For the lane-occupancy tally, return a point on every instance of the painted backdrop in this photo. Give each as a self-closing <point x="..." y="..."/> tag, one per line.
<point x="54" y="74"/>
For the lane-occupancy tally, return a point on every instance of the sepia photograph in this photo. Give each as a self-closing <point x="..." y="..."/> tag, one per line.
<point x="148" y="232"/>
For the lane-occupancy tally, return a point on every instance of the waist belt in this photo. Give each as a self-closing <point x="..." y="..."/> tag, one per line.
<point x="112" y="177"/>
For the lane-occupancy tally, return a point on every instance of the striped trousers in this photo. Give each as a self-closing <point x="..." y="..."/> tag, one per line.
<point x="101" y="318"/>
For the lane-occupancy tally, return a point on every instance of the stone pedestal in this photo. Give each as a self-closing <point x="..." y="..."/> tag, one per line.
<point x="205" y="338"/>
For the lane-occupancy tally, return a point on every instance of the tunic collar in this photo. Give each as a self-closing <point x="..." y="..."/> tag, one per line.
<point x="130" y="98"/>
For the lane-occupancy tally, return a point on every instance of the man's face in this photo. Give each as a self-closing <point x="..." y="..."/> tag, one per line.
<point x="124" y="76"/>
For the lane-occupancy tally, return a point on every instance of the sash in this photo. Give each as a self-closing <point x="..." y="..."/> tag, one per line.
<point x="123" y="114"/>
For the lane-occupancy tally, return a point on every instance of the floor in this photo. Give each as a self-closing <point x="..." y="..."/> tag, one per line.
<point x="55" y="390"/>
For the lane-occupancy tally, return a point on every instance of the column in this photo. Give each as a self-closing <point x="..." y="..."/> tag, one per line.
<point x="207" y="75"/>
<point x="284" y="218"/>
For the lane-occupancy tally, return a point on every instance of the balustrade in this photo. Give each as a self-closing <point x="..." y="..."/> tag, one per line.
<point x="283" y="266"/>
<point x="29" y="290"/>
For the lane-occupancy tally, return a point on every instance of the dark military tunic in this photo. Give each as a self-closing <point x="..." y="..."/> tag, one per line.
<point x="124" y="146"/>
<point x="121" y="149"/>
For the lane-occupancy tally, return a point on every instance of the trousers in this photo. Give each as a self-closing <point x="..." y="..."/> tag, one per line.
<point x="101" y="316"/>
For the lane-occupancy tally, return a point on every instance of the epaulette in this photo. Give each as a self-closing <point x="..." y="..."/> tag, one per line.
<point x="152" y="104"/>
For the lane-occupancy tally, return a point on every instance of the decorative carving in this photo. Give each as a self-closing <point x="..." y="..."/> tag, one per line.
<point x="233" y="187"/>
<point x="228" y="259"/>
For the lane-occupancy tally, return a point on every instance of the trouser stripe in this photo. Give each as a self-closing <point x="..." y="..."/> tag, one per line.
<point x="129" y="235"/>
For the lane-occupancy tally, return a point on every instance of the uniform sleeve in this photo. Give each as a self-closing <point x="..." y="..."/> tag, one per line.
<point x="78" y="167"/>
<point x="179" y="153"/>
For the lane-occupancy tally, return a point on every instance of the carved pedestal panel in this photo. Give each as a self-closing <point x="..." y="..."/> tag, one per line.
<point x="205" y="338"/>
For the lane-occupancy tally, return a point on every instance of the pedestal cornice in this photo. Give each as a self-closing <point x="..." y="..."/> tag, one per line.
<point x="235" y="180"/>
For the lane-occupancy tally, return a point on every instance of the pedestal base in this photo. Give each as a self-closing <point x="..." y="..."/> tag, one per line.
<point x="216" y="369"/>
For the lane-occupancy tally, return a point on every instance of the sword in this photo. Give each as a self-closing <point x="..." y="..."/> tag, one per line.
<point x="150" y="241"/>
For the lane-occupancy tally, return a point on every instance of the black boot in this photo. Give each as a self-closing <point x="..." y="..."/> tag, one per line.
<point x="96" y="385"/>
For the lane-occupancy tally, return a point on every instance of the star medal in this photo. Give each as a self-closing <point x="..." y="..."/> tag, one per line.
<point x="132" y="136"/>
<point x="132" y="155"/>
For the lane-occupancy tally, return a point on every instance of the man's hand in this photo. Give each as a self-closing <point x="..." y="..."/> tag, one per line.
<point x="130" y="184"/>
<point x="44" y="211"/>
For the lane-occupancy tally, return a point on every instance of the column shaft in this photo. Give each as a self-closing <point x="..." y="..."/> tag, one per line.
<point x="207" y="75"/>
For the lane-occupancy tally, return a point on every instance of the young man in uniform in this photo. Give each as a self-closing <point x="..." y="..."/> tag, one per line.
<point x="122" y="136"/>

========================================================================

Each entry is to be returned in full, character for character.

For the lane-occupancy tally, return a point on every instance of the painted backdrop in this photo. Give each as a self-closing <point x="..." y="..."/> tag, one per line.
<point x="54" y="74"/>
For the lane-occupancy tally, return a point on every instance of the sepia photograph in this photo. Give each as a self-closing <point x="..." y="..."/> tag, one per line.
<point x="148" y="232"/>
For the lane-occupancy tally, return a point on every instance of the waist belt in this photo. Give each as a self-closing <point x="..." y="..."/> tag, one per line.
<point x="112" y="177"/>
For the lane-occupancy tally, return a point on every instance of the striped trousers in this photo. Give each as a self-closing <point x="..." y="..."/> tag, one per line.
<point x="101" y="318"/>
For the lane-occupancy tally, return a point on every instance of the stone pedestal in this photo. Give each as a self-closing <point x="..." y="..."/> tag, one per line.
<point x="205" y="338"/>
For the lane-occupancy tally, return a point on every instance of the tunic collar in this photo. Give each as a self-closing <point x="..." y="..."/> tag, one per line.
<point x="130" y="98"/>
For the lane-occupancy tally, return a point on every instance of the man's face in this photo. Give each as a self-closing <point x="..." y="..."/> tag, one per line.
<point x="124" y="76"/>
For the lane-occupancy tally, return a point on every instance of the sash in this photo. Give each as a self-closing <point x="..." y="..."/> tag, one per line.
<point x="123" y="114"/>
For the lane-occupancy tally, return a point on every instance of the floor in this photo. Give each as a self-closing <point x="..." y="..."/> tag, one per line.
<point x="55" y="390"/>
For the lane-occupancy tally, return a point on every instance of the column in this photo. Give each as a self-closing <point x="..." y="..."/> tag, one per line.
<point x="207" y="75"/>
<point x="284" y="218"/>
For the lane-occupancy tally, return a point on every instance of the balustrade in this photo. Give each as a self-closing <point x="..." y="..."/> tag, one per line.
<point x="283" y="266"/>
<point x="29" y="290"/>
For the lane-occupancy tally, return a point on every instance of the dark military tunic in this photo. Give each as a self-closing <point x="..." y="..."/> tag, one per line.
<point x="124" y="146"/>
<point x="121" y="149"/>
For the lane-occupancy tally, return a point on every instance of the trousers in this photo. Give each as a self-closing <point x="..." y="..."/> tag, one per line.
<point x="101" y="316"/>
For the lane-occupancy tally, return a point on every instance of the epaulette in this photo. Give each as a self-closing <point x="..." y="..."/> tag, one per line.
<point x="152" y="104"/>
For the lane-occupancy tally, return a point on every instance of the decorative carving in this photo. Give each as a self-closing <point x="..." y="..."/> tag, one per line.
<point x="233" y="187"/>
<point x="228" y="259"/>
For the lane-occupancy tally, return a point on every instance of the trouser stripe in this photo. Give each as a self-closing <point x="..." y="..."/> tag, one per line.
<point x="129" y="235"/>
For the lane-occupancy tally, return a point on every instance of the uniform sleeve in this photo. Give each as a self-closing <point x="..." y="..."/> tag, one per line.
<point x="78" y="167"/>
<point x="179" y="153"/>
For the lane-occupancy tally, return a point on every instance of the carved pedestal panel in this photo. Give each as a self-closing <point x="..." y="..."/> tag, one per line.
<point x="205" y="338"/>
For the lane-occupancy tally, return a point on every instance of the pedestal cornice in this photo. Give each as a self-closing <point x="..." y="..."/> tag, one per line.
<point x="235" y="180"/>
For the lane-occupancy tally, return a point on every instance of the pedestal base in this photo. Give each as a self-closing <point x="..." y="..."/> tag, one per line.
<point x="216" y="369"/>
For the lane-occupancy tally, return a point on every instance of the sword in this photo. Give each as a self-closing <point x="..." y="..."/> tag, one per line.
<point x="150" y="241"/>
For the lane-occupancy tally, return a point on every instance of the black boot in this photo. Give each as a self-closing <point x="..." y="..."/> tag, one per line.
<point x="96" y="385"/>
For the lane-occupancy tally, return a point on every instance of the star medal in this photo. Give each as a self-closing <point x="..." y="..."/> tag, one per line.
<point x="132" y="136"/>
<point x="132" y="155"/>
For the lane-occupancy tally, return a point on every instance of the man's hand in this photo. Give each as a self-closing <point x="..." y="..."/> tag, one per line.
<point x="130" y="184"/>
<point x="44" y="211"/>
For the lane-occupancy tally, return a point on every instance of the column shaft in this photo. Give each as a self-closing <point x="..." y="..."/> tag, one per line.
<point x="207" y="75"/>
For the lane-occupancy tally, return a point on every instance of the young man in uniform in this photo. Give each as a self-closing <point x="..." y="..."/> tag, one per line.
<point x="122" y="136"/>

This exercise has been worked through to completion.